What you should do:
Count the lines in the records below that contain the string "image", with case counting. Reply with the number alone.
··· Material supplied
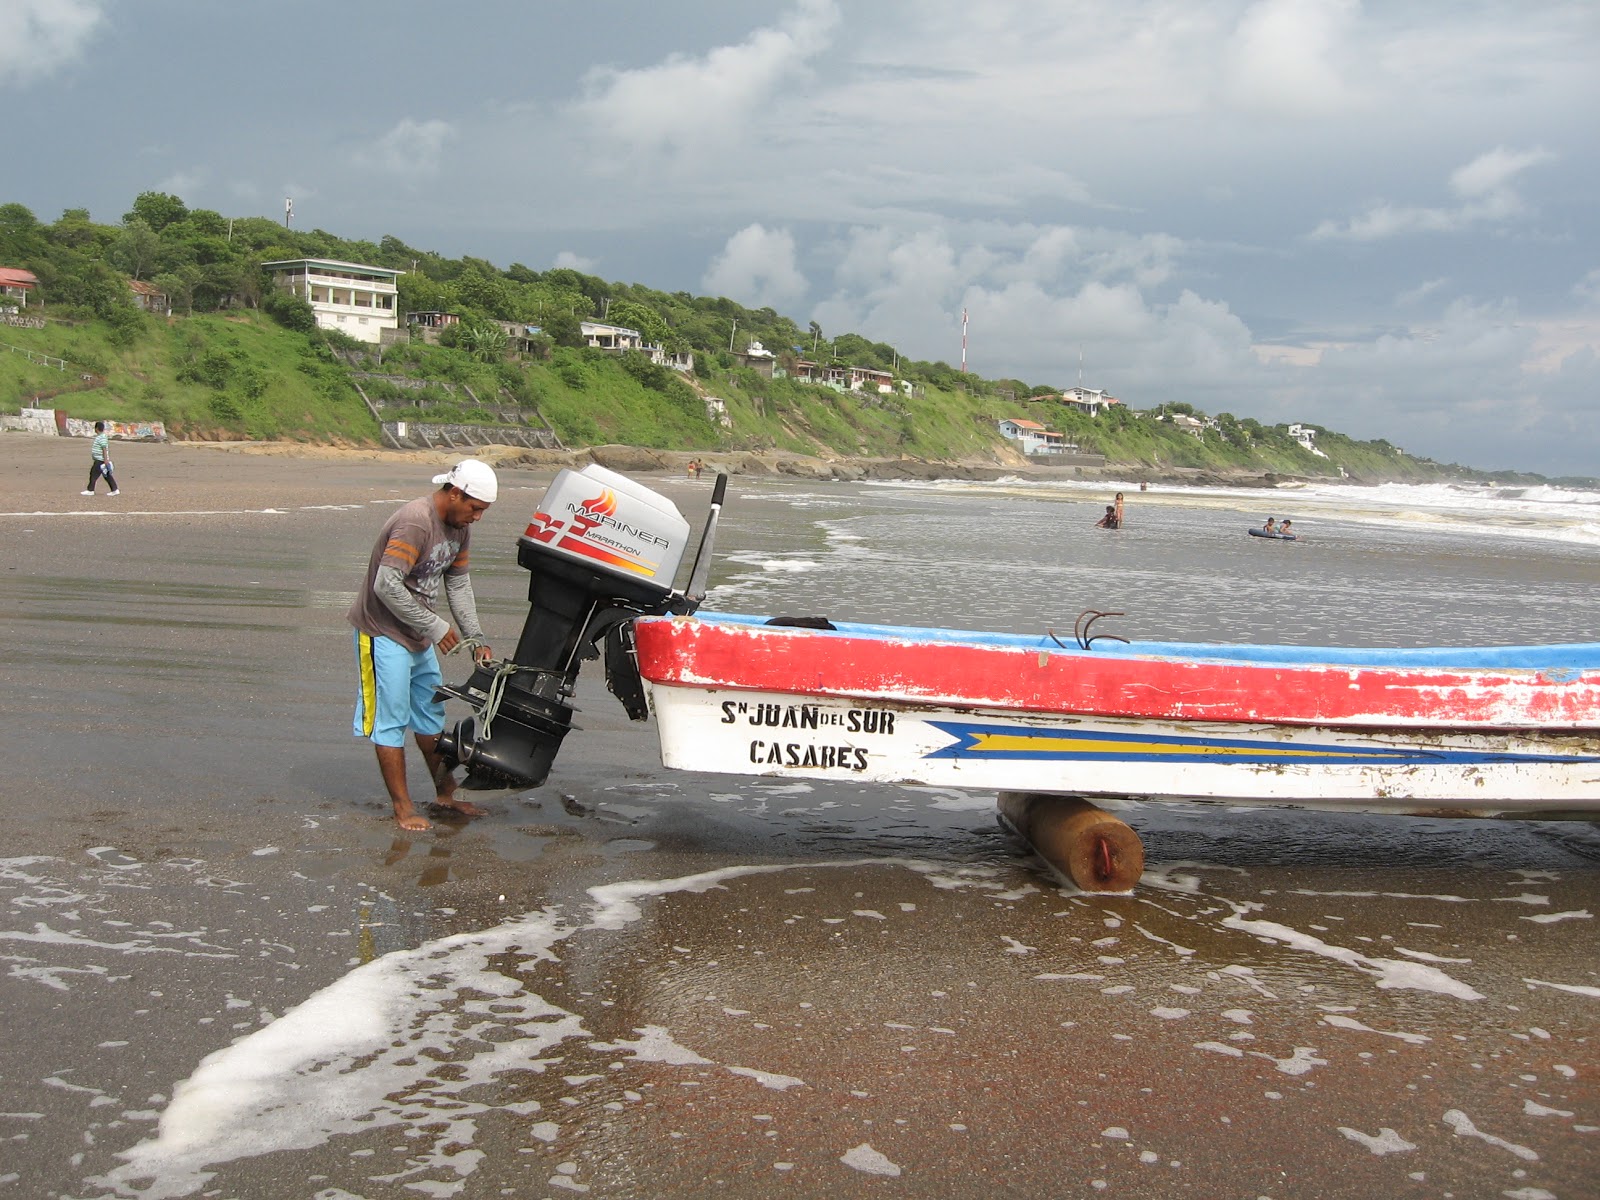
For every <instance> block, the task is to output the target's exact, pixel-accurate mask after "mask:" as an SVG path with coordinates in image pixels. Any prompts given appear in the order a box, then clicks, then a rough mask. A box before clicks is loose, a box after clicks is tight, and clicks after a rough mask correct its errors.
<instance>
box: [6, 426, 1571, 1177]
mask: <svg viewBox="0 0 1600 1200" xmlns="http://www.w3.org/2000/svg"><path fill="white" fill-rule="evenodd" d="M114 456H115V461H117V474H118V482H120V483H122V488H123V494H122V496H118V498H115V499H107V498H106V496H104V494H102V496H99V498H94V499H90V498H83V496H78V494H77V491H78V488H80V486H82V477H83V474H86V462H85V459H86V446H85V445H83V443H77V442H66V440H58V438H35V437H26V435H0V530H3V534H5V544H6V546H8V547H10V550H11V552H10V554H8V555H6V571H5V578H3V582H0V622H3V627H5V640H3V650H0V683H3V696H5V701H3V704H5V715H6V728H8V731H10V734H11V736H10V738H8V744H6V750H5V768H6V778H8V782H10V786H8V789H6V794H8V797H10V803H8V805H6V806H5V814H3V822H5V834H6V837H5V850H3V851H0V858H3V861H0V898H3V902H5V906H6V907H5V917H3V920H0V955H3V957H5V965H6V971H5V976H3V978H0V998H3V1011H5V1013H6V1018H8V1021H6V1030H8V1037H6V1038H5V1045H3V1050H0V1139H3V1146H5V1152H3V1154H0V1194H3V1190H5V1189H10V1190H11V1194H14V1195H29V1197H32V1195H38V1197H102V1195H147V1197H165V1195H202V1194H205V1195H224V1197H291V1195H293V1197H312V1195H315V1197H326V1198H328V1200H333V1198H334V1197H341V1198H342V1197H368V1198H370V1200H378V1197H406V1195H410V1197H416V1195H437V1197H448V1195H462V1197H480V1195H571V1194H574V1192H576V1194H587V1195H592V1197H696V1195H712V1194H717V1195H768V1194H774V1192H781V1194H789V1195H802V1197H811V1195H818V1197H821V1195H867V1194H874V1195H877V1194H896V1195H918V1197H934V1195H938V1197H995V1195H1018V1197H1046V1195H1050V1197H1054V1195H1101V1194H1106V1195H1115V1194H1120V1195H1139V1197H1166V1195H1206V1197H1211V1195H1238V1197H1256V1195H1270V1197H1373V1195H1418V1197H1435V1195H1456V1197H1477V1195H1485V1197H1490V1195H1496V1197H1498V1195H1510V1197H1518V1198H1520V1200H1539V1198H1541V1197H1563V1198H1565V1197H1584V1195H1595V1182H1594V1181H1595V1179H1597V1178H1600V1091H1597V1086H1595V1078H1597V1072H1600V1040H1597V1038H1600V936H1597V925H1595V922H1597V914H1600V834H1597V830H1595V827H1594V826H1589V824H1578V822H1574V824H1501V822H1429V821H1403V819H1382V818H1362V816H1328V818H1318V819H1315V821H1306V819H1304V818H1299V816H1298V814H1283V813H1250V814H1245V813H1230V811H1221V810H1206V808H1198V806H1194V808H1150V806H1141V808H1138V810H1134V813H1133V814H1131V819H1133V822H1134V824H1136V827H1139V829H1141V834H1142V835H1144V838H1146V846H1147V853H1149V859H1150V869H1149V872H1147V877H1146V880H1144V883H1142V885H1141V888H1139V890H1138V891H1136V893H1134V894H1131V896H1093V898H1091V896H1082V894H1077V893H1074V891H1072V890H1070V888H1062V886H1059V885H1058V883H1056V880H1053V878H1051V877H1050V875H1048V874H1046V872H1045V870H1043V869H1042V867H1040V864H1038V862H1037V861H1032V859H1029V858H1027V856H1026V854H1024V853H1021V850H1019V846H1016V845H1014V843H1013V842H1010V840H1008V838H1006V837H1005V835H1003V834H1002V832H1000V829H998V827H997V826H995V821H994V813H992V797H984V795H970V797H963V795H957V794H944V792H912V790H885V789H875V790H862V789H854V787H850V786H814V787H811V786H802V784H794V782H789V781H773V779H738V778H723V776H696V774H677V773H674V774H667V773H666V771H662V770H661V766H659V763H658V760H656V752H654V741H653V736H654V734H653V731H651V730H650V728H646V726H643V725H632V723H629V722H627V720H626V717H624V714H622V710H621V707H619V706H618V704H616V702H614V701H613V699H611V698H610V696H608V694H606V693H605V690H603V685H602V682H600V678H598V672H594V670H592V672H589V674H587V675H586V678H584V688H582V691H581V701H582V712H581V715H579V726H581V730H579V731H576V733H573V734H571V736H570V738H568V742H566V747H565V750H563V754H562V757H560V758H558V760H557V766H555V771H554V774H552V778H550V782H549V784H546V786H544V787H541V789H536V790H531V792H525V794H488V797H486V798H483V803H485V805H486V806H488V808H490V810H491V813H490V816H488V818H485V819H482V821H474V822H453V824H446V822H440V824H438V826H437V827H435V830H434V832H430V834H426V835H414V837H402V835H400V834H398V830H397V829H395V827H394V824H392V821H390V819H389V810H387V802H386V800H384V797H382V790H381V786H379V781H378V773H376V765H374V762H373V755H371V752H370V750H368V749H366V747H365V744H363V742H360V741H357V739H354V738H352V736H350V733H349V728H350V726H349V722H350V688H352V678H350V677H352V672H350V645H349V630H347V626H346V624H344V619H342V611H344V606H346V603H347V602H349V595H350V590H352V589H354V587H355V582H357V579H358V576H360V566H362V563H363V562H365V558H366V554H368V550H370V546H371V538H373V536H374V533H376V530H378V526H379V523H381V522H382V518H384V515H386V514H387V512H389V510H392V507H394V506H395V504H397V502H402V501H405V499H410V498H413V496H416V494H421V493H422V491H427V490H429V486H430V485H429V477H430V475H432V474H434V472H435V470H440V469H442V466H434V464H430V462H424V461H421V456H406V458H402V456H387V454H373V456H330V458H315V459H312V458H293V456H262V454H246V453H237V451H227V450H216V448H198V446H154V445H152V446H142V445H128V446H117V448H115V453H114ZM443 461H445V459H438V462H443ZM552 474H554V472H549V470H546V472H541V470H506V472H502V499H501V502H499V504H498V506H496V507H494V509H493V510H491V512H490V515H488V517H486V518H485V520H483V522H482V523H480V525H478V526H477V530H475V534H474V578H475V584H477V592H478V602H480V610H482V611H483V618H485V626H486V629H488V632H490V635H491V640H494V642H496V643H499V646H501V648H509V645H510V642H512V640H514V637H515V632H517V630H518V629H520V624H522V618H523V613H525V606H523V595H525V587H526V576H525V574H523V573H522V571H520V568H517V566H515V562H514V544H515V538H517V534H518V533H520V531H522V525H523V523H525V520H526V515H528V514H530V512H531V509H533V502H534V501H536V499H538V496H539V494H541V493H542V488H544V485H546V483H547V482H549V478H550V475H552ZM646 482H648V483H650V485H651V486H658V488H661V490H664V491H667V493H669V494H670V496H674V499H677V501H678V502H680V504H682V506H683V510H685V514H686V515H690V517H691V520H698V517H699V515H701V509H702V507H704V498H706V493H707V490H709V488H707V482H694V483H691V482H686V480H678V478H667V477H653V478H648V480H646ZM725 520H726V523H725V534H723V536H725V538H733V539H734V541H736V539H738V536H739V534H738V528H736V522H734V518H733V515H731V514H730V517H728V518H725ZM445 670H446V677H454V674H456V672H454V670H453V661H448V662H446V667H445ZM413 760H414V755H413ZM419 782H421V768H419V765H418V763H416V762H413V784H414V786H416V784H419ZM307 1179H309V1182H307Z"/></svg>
······
··· Material supplied
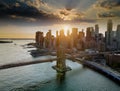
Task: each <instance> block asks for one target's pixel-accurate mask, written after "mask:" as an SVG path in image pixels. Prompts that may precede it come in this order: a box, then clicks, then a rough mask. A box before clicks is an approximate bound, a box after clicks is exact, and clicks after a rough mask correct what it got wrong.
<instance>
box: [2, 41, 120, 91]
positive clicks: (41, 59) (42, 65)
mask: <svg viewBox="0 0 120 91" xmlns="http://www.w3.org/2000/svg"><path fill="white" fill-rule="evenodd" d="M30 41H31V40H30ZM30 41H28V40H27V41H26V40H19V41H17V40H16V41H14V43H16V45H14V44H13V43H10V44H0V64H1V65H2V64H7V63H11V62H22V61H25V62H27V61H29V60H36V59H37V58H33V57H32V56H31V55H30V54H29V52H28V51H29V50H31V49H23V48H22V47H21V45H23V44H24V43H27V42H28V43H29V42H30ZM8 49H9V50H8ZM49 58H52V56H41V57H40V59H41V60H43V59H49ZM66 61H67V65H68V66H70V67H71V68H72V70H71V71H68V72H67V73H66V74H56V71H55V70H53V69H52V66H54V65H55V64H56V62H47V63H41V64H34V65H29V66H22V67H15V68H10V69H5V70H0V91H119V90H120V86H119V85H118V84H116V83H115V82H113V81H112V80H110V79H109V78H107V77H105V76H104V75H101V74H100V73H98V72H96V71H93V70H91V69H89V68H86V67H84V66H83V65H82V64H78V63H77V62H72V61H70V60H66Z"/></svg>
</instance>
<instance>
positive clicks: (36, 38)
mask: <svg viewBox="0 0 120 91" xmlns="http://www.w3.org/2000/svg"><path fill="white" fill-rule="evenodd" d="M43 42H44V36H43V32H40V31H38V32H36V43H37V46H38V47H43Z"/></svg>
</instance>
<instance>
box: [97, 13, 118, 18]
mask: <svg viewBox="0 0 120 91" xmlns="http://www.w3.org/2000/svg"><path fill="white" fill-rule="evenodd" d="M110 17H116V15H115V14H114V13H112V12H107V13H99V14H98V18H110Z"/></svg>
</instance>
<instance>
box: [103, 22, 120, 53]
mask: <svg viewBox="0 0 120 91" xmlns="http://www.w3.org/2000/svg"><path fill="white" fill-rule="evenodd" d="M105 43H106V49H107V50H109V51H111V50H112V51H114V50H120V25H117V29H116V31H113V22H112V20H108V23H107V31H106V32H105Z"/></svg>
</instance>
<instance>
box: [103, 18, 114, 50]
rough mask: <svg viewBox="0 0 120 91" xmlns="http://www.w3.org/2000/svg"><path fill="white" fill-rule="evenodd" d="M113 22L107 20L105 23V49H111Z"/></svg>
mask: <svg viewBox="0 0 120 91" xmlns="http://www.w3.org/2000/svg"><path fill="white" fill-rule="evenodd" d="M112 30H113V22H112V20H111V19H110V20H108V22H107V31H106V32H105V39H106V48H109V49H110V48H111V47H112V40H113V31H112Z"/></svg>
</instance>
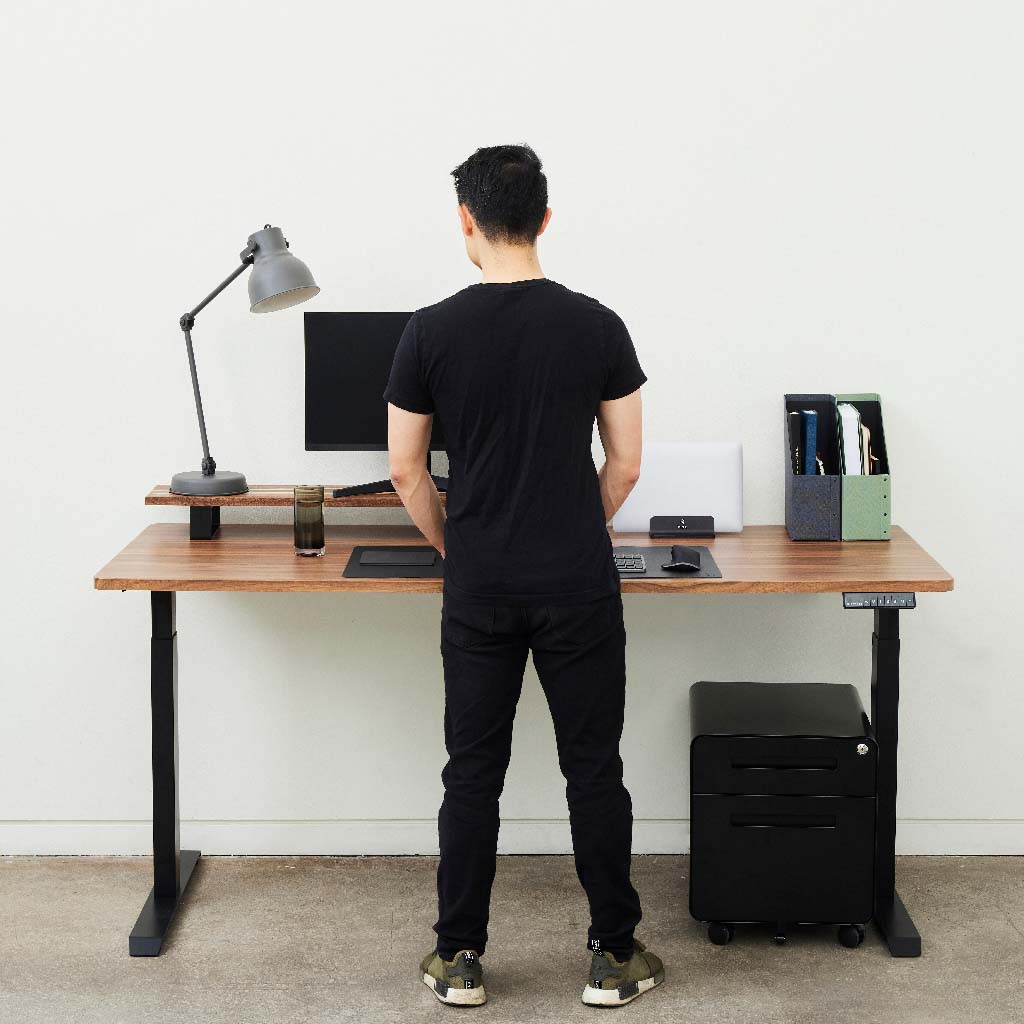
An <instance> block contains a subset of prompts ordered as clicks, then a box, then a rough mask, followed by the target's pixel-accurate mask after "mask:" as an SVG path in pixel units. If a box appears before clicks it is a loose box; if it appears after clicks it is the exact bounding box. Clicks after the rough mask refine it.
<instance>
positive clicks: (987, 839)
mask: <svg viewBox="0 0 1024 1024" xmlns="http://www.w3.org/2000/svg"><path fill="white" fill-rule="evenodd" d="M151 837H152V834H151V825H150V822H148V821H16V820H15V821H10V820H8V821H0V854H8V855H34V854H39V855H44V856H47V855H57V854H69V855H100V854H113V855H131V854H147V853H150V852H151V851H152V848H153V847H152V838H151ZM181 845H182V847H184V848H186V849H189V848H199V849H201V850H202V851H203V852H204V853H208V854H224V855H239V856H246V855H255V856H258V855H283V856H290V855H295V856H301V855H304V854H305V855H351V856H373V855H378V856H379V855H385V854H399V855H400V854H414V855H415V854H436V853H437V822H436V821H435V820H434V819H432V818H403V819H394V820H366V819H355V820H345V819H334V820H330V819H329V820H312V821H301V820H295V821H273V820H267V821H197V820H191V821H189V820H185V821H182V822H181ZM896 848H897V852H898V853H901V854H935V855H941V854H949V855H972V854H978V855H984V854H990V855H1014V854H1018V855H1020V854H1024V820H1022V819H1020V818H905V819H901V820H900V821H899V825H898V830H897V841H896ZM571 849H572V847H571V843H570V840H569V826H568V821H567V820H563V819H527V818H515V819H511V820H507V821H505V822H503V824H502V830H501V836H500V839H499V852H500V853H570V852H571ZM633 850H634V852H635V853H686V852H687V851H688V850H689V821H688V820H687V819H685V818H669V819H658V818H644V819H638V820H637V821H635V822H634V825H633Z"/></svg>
······
··· Material supplied
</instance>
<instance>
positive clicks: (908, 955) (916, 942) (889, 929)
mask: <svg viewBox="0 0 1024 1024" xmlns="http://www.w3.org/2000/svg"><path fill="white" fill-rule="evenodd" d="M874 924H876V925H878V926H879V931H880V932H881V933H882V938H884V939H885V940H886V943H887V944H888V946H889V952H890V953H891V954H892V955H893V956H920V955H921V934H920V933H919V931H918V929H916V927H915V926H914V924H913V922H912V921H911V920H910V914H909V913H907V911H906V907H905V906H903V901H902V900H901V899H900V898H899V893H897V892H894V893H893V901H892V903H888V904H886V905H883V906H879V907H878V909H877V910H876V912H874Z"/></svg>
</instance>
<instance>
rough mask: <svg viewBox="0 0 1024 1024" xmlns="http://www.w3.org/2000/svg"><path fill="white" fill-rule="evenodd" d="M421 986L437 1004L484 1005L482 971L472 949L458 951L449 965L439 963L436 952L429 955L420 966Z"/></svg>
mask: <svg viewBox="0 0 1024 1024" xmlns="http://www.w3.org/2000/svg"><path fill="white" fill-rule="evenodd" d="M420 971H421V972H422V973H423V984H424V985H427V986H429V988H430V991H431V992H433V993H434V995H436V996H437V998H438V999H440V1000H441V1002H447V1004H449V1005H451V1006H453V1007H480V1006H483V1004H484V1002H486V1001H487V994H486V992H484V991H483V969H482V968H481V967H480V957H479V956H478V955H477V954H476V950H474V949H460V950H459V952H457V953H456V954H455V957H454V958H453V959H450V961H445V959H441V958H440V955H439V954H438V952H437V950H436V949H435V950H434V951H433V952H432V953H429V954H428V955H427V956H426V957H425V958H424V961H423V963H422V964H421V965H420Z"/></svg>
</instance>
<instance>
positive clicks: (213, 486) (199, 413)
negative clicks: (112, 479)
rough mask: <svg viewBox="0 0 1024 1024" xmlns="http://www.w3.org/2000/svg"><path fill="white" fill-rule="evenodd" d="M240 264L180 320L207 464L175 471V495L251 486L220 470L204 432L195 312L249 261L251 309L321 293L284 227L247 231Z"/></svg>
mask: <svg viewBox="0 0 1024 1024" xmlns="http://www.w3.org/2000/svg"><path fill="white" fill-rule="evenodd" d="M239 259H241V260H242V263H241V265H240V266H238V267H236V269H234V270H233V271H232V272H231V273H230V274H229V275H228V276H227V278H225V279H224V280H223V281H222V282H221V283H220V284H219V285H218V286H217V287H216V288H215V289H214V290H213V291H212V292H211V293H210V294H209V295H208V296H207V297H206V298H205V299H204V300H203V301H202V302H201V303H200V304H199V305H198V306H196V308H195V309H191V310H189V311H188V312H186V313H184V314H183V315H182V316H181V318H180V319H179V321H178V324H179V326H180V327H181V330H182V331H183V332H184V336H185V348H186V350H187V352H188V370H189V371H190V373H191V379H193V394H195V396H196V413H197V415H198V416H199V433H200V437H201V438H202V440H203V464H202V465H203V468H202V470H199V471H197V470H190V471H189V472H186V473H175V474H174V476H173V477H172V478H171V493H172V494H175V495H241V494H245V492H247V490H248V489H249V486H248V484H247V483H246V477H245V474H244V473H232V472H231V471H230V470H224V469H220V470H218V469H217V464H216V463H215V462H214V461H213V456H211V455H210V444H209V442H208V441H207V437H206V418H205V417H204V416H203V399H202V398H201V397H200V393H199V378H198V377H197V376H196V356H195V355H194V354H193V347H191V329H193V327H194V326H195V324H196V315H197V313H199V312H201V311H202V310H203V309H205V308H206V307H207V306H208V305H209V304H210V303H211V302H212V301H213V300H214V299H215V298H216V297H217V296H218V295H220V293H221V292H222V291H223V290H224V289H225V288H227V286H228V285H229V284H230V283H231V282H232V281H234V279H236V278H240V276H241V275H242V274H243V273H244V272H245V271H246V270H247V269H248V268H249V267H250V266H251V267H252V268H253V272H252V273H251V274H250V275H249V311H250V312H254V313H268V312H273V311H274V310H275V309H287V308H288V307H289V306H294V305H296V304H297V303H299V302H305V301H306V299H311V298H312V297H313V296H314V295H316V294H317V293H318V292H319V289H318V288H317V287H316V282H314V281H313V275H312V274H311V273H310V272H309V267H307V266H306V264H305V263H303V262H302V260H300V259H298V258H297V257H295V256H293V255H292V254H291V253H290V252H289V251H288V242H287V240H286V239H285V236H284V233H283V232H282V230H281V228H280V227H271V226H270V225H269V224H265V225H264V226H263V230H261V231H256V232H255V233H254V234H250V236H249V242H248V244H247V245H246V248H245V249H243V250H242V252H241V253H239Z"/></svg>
······
The completed task:
2